§ AUFGABE A:
Schreibe jede Zeile der Auflistung heraus, in der das Wort "road" vorkommt.

=== AUSGANGSTEXT ===

Das wäre er dann auch schon. Eigentlich. Der Bericht. Marathon war geplant und gemeldet - im Hinterkopf der Ultra. Reizvoll am Röntgenlauf:  Marathon und Ultramarathon kosten nicht nur genauso viel Meldegebühr. Jeder Läufer kann auch unterwegs erst entscheiden, ob er das eine oder andere wählt. Zwar ist an der Startnummer der ursprüngliche Plan erkennbar. Laufen LäuferInnen aber weiter oder steigen vorher aus, so gilt die gelaufene Distanz. Urkunde und Medaille werden entsprechend verliehen. Narren- und Entscheidungsfreiheit bis zum letzten Meter.

Aber hätte ich diese leichten Schläppchen wirklich gewählt, wenn ich nicht spätestens davon erhofft hätte, von dieser völlig irren Idee: vom Marathon um nochmal nen halben Marathon auf eindeutigen Ultra - was dann der erste solche für mich wäre -  zu verlängern ... abgebracht zu werden? Wer jetzt denken mag: ach, die Chills sind sicher wie die Nike free und damit laufen manche Irren ja auch Marathon, der irrt ein bisschen. Denn: die frees habe ich auch. Und nicht im Traum käme ich auf die Idee, mit denen einen Wettkampf mitzulaufen oder sie gar für einen Marathon zu wählen. Sie machen mich schlappig und behäbig. Sind bequem aber langsam.

A C H T U N G !  W E R B E E I N B L E N D U N G!  Ganz anders die Chiller. Sie machen und lassen die Waden leicht und locker, die Füße schnell ... - ENDE DER WERBEINBLENDUNG -

... naja gut, was bei mir eben so "schnell" heißt  ...

Aber was ist zu erwarten bei einer durchschnittlichen Wochen-Laufleistung (über's Jahr gesehen) von unter 35 Kilometern? Als Vorbereitung für einen Ultra gilt 1 [in Worten: EIN ! ] langer Lauf im gesamten letzten halben Jahr über sage und schreibe 30 Kilometer auch als eindeutig suboptimal. (wobei 'ne Bergwanderwoche im Wellnesstempo dazukommt. Vermutlich auch nicht der Hit an Laufvorbereitung aber immerhin für die Ausdauer brauchbar). Sogar für nen Marathon eher leichtfertig. Noch dazu, wenn sichs um nen Marathon auf - ich kann das jetzt mal wirklich unterstreichen - sehr anspruchsvoller Strecke handelt. (so, genug Vorgeplänkel, das natürlich dazu dient, meine "Leistung" von  unterm Scheffel  - oder hätt' der Quatsch da mal besser versteckt bleiben sollen? - ins strahlende Scheinwerferlicht der kritischen Blogleseröffentlichkeit zu zerren.)

===

§ AUFGABE B:
Welche Distanz gilt laut dem Ausgangstext beim Röntgenlauf, wenn Läuferinnen und Läufer weiterlaufen oder vorher aussteigen?

=== EXTRAHIERTES MATERIAL ===

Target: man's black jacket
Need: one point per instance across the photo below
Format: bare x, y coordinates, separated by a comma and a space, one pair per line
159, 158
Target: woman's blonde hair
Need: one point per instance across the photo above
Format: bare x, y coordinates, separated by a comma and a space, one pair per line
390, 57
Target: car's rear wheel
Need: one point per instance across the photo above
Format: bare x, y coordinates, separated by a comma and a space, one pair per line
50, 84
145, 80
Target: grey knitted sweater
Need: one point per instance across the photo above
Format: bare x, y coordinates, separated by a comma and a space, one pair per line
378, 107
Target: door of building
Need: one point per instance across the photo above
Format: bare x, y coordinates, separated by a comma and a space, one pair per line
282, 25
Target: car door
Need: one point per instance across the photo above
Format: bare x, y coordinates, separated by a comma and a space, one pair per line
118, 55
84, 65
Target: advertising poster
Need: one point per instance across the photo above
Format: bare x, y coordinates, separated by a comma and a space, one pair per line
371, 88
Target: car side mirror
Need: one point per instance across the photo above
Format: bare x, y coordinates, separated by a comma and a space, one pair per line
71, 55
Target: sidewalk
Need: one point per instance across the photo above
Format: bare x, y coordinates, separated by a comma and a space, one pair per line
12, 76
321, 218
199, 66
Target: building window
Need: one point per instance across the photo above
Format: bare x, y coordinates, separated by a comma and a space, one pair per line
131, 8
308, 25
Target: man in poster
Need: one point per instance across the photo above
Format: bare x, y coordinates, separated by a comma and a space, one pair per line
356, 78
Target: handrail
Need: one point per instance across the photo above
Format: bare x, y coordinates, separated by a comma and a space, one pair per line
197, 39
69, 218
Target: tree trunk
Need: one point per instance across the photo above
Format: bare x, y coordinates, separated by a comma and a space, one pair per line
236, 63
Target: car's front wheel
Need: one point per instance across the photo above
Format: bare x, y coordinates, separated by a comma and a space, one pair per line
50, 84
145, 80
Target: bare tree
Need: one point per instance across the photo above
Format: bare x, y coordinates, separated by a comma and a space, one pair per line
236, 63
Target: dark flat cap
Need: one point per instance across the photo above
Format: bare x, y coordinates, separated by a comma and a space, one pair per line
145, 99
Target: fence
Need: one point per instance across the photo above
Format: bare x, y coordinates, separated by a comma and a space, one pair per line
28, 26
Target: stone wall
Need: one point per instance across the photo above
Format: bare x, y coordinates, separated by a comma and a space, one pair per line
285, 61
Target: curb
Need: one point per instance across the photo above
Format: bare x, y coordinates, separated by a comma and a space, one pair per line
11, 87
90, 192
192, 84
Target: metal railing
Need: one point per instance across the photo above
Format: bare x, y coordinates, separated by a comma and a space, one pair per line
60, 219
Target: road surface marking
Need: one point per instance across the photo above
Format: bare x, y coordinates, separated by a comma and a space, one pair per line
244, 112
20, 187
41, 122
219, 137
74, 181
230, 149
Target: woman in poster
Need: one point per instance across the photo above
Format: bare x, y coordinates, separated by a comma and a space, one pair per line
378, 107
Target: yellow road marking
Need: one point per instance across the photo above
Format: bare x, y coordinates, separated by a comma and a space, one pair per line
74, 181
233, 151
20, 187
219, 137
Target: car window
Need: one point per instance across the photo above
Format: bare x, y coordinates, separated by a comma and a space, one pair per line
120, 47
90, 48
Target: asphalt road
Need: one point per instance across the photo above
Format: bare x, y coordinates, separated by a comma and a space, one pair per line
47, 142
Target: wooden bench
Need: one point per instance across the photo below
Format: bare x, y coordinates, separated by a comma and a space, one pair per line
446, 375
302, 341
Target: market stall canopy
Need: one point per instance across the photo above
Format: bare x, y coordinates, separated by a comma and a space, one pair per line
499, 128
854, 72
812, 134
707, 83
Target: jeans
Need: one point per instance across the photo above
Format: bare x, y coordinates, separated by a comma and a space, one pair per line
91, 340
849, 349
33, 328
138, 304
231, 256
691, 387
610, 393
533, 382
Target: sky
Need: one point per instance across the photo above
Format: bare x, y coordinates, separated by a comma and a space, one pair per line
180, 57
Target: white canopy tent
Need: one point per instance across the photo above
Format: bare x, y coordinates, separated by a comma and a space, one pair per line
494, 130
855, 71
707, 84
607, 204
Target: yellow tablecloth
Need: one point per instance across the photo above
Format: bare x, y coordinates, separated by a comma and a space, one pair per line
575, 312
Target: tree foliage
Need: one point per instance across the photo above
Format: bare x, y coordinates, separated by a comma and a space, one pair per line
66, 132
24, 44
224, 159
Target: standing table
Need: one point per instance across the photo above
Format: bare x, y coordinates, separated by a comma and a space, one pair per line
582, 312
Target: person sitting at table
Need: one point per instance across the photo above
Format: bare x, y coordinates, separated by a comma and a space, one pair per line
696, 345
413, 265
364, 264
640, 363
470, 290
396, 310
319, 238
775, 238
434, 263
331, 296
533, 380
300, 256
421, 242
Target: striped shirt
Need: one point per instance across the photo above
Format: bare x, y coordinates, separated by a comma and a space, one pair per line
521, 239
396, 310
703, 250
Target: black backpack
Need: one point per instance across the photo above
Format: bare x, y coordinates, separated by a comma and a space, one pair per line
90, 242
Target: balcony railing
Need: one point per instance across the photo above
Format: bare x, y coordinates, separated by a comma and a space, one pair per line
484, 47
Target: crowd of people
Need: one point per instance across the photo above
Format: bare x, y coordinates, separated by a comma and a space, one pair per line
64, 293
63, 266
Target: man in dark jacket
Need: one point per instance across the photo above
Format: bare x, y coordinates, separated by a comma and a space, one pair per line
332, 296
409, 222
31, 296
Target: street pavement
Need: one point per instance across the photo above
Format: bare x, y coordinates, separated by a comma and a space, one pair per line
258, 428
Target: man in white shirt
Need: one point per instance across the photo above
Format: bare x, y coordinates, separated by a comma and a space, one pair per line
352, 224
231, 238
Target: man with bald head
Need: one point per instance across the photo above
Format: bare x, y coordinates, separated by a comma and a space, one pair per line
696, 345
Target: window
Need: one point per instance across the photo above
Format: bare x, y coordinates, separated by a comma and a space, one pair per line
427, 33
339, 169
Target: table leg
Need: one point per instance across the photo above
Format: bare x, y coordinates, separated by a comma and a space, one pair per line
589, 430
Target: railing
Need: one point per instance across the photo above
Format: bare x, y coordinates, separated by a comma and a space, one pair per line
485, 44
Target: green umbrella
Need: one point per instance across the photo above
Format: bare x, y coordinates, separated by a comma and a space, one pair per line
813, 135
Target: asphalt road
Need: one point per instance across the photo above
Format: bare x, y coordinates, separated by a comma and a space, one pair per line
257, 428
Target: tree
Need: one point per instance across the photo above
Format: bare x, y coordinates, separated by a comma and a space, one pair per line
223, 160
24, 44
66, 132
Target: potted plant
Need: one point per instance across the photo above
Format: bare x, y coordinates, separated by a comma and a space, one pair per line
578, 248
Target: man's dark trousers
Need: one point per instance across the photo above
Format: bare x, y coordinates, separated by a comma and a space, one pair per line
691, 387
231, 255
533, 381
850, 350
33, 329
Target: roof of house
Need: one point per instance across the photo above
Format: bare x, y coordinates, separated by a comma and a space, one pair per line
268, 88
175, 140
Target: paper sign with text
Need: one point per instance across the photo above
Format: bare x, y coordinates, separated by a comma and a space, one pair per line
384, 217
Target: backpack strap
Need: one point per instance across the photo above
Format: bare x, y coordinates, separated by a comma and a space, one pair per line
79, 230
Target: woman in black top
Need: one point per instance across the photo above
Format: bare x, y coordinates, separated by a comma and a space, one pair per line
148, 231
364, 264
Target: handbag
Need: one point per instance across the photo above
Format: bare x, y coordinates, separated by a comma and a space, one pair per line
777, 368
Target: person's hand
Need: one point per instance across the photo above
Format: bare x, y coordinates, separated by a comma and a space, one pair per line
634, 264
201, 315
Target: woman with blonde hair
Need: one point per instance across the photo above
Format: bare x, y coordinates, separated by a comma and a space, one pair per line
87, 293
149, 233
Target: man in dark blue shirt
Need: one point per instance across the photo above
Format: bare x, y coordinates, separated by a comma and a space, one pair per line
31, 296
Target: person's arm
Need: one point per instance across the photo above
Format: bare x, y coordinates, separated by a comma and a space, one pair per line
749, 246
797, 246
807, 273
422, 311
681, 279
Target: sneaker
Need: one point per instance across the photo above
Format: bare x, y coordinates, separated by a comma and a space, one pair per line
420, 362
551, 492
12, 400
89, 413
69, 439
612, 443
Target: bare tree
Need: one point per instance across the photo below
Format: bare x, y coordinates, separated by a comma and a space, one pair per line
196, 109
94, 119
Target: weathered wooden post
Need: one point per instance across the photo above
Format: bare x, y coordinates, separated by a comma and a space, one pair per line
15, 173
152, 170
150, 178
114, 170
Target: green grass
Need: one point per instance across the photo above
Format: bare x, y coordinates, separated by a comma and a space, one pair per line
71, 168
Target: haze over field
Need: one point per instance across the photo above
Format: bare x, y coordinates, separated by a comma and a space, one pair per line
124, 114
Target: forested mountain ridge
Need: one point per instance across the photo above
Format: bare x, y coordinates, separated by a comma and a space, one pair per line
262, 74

===

§ MUSTERLÖSUNG A:
Target: road surface marking
Target: yellow road marking
Target: asphalt road
Target: asphalt road

§ MUSTERLÖSUNG B:
Es gilt die gelaufene Distanz.